WRITTEN TASK A.
According to the comedy transcript below, where did Chuck Morgan's job move the family?

SELECTED TEXT.
LEANNE MORGAN: Yeah, dude.
THEO VON: Hanging my food out. When I remember in Kansas City, I would, it was cold out there, so I got my groceries and I would put them in a bag and hang them out the window at night because there wasn’t like a fridge in the room. I’d hang them out. I’d get them in the morning, let them thaw out, and then have me a little few hours later. And yeah, just little things you would figure out over time.
Finding Support in the Comedy Circuit
LEANNE MORGAN: But there were some clubs that always, like Brian Dorfman at Zany’s in Nashville, always let me play Cap City and Austin. I consider that my home club. Chuck Morgan moved us to San Antonio for his job. So I worked the River Center and Cap City in Austin, and they were really good to me.
THEO VON: Wait, in Austin or San Antonio?
LEANNE MORGAN: Oh, San Antonio, the River Center and then LOL, and then Cap City in Austin believed in me. And I would drive back and forth from San Antonio with little children. I had three babies, three, five, and seven. And in San Antonio, I’d get up at the late show when everybody was high on marijuana at midnight and talk about how somebody pooped on a T-ball field. Because I was a mama, you know, I was different from all those boys. There was a lot of young boys doing Arnold Schwarzenegger impersonations.

RECORD LIST.
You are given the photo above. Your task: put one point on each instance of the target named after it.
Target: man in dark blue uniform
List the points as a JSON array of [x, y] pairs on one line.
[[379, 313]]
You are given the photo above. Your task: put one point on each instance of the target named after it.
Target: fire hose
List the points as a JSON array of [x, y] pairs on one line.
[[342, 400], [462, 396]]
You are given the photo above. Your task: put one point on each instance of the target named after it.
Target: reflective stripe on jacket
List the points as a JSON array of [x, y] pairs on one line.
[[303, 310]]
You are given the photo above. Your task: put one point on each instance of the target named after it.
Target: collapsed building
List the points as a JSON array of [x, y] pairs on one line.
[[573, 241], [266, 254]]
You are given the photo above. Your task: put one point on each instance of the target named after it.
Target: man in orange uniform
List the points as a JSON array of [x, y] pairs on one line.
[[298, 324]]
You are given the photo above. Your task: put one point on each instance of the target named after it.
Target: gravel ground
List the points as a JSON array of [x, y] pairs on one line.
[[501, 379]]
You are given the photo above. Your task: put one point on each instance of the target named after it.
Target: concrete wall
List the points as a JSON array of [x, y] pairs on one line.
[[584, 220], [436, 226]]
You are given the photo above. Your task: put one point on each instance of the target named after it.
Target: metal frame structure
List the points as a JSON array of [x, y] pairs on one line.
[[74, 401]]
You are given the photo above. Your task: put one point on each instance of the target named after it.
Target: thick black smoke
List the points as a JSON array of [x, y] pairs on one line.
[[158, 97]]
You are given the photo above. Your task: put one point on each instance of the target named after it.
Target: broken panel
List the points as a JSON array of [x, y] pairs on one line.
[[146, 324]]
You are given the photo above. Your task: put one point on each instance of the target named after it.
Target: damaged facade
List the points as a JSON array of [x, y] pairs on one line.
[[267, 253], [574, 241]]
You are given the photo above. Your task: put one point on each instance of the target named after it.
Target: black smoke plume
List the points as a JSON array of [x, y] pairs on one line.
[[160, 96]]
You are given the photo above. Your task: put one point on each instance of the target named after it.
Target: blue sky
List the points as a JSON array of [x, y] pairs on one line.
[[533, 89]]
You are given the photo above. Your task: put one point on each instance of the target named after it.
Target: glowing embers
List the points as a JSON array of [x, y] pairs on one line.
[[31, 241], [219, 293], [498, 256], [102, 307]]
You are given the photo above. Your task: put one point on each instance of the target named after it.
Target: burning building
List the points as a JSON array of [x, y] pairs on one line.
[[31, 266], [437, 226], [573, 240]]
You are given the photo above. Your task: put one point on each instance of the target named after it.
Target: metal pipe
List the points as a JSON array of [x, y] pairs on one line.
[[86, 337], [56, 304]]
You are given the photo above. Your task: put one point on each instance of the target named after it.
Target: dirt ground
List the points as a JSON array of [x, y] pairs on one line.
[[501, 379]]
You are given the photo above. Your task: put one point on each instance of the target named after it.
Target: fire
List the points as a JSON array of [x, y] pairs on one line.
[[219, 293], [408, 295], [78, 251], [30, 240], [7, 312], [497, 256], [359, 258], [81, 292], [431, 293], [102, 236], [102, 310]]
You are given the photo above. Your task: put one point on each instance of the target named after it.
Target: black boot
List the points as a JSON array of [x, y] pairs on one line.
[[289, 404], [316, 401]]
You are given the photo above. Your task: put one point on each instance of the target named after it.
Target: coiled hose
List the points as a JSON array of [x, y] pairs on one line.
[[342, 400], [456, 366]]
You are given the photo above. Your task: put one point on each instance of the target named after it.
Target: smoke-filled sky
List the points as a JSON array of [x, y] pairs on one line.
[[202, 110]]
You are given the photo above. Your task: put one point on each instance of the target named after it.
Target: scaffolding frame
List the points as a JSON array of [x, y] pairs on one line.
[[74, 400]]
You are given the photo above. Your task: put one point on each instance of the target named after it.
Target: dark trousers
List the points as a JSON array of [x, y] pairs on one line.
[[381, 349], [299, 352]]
--
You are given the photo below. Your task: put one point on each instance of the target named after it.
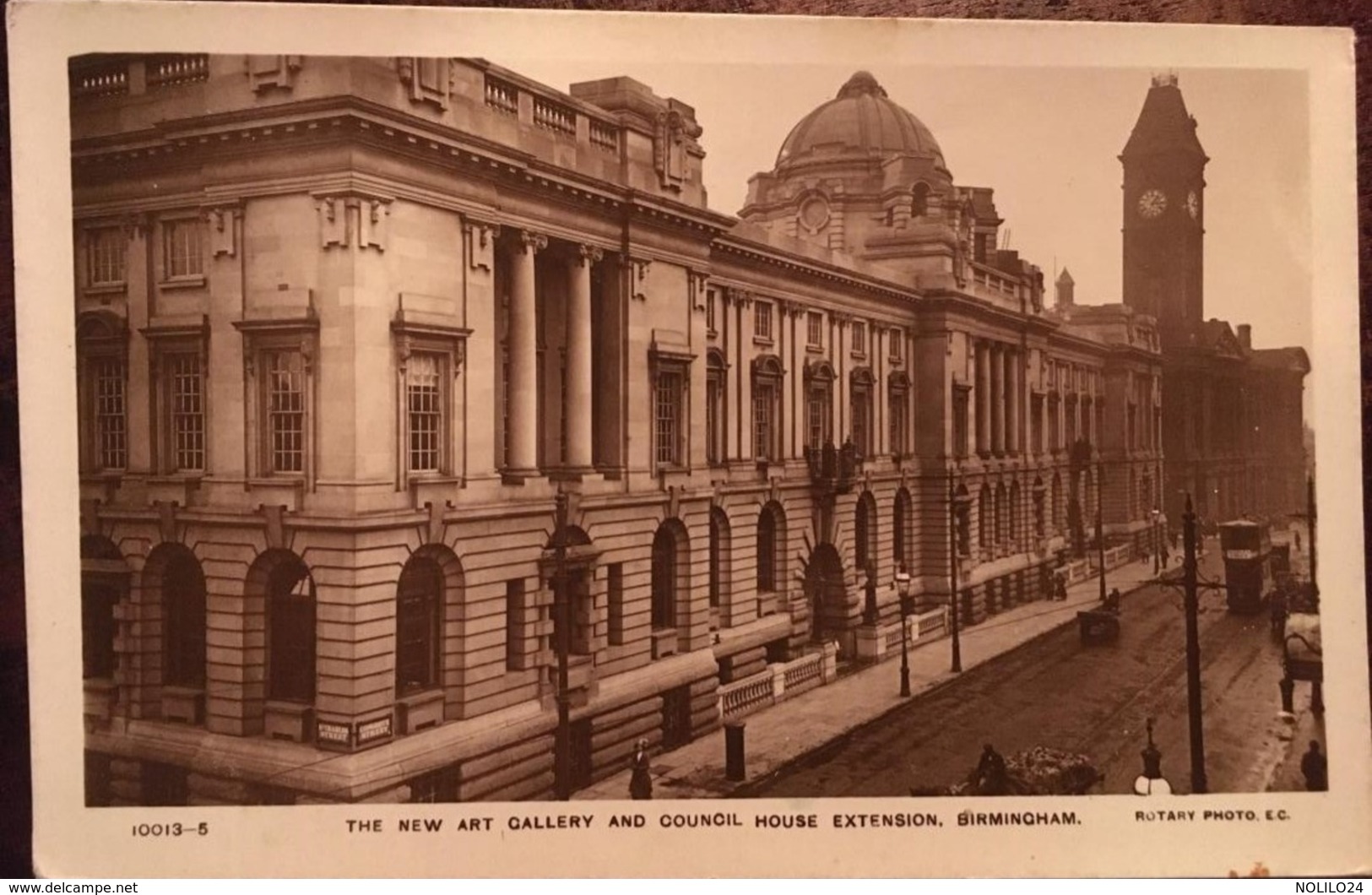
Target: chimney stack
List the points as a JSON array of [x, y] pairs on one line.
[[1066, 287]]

WRITTEN TASK B.
Pick out every line of the listing above that contains the string "frame", matching case exactly.

TASK OUTPUT A.
San Antonio

TASK OUTPUT B.
Target: metal frame structure
Target: scaffolding frame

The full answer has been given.